Task to complete.
Copy every record word for word.

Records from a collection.

____________

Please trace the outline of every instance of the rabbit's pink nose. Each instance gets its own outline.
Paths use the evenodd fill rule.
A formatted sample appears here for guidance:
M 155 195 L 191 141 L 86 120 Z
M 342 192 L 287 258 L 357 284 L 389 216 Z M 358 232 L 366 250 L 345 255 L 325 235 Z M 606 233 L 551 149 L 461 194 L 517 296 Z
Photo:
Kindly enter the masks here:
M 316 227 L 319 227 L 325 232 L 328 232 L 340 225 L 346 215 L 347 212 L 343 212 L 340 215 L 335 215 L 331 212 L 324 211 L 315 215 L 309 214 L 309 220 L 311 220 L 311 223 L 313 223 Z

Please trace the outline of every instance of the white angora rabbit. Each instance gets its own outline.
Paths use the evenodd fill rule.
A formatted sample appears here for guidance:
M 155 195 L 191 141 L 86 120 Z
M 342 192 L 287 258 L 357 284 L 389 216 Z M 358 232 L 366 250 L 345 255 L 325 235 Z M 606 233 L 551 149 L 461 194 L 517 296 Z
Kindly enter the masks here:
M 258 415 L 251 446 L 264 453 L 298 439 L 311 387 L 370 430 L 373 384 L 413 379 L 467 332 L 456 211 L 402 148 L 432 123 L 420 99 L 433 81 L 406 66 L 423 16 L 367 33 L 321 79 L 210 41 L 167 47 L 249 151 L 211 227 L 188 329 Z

____________

Response to this exercise.
Please trace the outline of every instance of the rabbit's pink nose. Each instance gets its own outline.
Paths use the evenodd fill rule.
A formatted sample appears here for guidance:
M 155 195 L 191 141 L 86 120 Z
M 342 192 L 287 258 L 357 284 L 389 216 Z M 358 232 L 366 250 L 345 255 L 325 235 Z M 606 233 L 551 149 L 461 194 L 517 296 Z
Photo:
Kindly enter the masks here:
M 316 227 L 319 227 L 325 232 L 328 232 L 340 225 L 346 215 L 347 212 L 343 212 L 340 215 L 335 215 L 331 212 L 324 211 L 315 215 L 309 214 L 309 220 L 311 220 L 311 223 L 313 223 Z

Please trace the outline of every instance of the white angora rabbit. Each instance gets its own outline.
Paths use the evenodd fill rule.
A formatted sample appears here for guidance:
M 155 195 L 191 141 L 86 120 Z
M 342 192 L 287 258 L 357 284 L 389 216 Z M 358 232 L 366 250 L 345 255 L 325 235 Z M 606 233 L 551 149 L 461 194 L 517 296 Z
Kindly enter the masks here:
M 258 415 L 251 446 L 264 453 L 298 439 L 311 387 L 370 430 L 373 384 L 413 379 L 467 332 L 456 211 L 402 148 L 432 123 L 420 99 L 433 81 L 406 66 L 423 16 L 367 33 L 321 79 L 210 41 L 167 47 L 249 151 L 211 227 L 188 329 Z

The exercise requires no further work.